▶ _ASSIGNMENT_:
Nothing should change. Output the data exactly.

▶ _DATA SHOWN_:

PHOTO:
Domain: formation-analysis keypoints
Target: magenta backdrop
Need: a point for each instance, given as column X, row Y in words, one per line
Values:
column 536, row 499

▶ _EXERCISE SOLUTION_:
PHOTO:
Domain: formation-analysis keypoints
Target: magenta backdrop
Need: a point for each instance, given as column X, row Y in words, one per line
Values:
column 536, row 499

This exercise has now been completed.